Extracted records:
- Opening Delimiter -

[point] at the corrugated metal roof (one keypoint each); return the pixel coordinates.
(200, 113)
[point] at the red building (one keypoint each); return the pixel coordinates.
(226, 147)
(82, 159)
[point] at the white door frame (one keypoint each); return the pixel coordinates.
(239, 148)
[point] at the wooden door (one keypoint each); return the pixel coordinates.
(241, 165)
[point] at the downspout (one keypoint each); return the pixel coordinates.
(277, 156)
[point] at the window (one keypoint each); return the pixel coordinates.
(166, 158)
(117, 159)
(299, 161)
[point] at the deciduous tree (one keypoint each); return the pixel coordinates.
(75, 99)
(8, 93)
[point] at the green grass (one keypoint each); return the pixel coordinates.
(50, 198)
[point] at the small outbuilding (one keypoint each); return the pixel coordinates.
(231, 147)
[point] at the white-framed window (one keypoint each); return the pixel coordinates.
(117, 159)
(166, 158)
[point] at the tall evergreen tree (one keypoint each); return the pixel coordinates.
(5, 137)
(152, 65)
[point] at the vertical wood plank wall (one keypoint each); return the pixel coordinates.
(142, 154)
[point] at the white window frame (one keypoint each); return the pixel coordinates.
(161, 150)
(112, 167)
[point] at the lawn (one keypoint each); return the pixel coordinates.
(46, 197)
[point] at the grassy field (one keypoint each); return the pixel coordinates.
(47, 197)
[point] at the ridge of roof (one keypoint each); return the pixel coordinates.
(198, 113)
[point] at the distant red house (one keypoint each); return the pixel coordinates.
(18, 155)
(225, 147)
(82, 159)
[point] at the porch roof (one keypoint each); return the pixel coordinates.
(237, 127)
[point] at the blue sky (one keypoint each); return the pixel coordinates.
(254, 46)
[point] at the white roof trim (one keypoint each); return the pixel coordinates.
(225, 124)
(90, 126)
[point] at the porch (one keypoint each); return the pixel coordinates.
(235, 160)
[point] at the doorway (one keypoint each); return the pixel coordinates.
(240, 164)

- Closing Delimiter -

*PROMPT*
Return every entry exactly; no line may be missing.

*THE COMPLETED TASK*
[point] at the corrugated metal roof (one keypoint each); return the pixel coordinates.
(200, 113)
[point] at the red building (one keypoint each); return the pixel coordinates.
(226, 147)
(82, 159)
[point] at the white door frame (one keypoint each); return the pixel coordinates.
(239, 148)
[point] at the wooden door (one keypoint each); return the pixel coordinates.
(241, 165)
[point] at the downspout (one keypoint each); return the pixel coordinates.
(277, 156)
[point] at the window (one keypoint each); return the pixel coordinates.
(166, 158)
(117, 159)
(299, 161)
[point] at the deciduous tree (one keypoint each); return the pixel coordinates.
(75, 99)
(8, 93)
[point] at the green grass (one keypoint each); return the pixel coordinates.
(50, 198)
[point] at the small outbuilding (one keypoint each); return the pixel coordinates.
(231, 147)
[point] at the white-framed window (one keypoint each); return the pixel coordinates.
(117, 159)
(166, 158)
[point] at the tall evergreen tree (one keypoint each); return the pixel coordinates.
(5, 137)
(152, 65)
[point] at the vertical wood plank wall (one keypoint each); return the pixel coordinates.
(142, 154)
[point] at the white window frame (one keypoint each); return the pixel coordinates.
(161, 150)
(112, 167)
[point] at the lawn (one keypoint each); return the pixel coordinates.
(46, 197)
[point] at the grassy field (one keypoint each); return the pixel coordinates.
(47, 197)
[point] at the ridge of roof (one keypoint each); return the pixel coordinates.
(198, 113)
[point] at the distant red house (one keypoint each); return the pixel coordinates.
(18, 155)
(225, 147)
(82, 159)
[point] at the porch roof (one keypoint each); return the pixel coordinates.
(237, 127)
[point] at the blue sky (one keypoint each); return the pixel coordinates.
(254, 46)
[point] at the white roof trim (one keypoint each); return the pixel coordinates.
(225, 124)
(90, 126)
[point] at the porch (one keypoint each); return the pixel coordinates.
(235, 160)
[point] at the doorway (one keypoint each); return the pixel coordinates.
(240, 164)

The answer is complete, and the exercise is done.